_What the task asks_.
Using the entries that follow, write out the line containing "Query: wooden post", the line containing "Query: forested hill", and every line between them, exactly and nothing else.

_Records provided_.
------

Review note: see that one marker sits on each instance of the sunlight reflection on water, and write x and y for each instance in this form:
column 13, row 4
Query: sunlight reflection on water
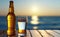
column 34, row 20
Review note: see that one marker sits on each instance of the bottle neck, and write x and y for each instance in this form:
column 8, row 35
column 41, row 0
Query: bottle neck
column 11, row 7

------

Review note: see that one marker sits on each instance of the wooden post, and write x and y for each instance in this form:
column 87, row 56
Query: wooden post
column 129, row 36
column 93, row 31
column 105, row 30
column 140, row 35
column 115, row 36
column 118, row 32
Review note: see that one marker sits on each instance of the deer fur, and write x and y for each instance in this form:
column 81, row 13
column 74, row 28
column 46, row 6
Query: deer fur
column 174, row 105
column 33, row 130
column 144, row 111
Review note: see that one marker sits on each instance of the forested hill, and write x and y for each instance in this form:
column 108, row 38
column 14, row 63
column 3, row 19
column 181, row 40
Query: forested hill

------

_Response below_.
Query: wooden post
column 129, row 36
column 93, row 31
column 105, row 30
column 140, row 35
column 115, row 36
column 118, row 32
Review note: see that one marker sits on each instance of the deer fur, and write x and y for each instance in this form:
column 81, row 13
column 74, row 28
column 46, row 6
Query: deer fur
column 174, row 105
column 33, row 130
column 144, row 111
Review note: see that one marker sits on each instance of the forested hill, and write x and y for each instance in this form:
column 108, row 38
column 14, row 63
column 3, row 19
column 181, row 40
Query: forested hill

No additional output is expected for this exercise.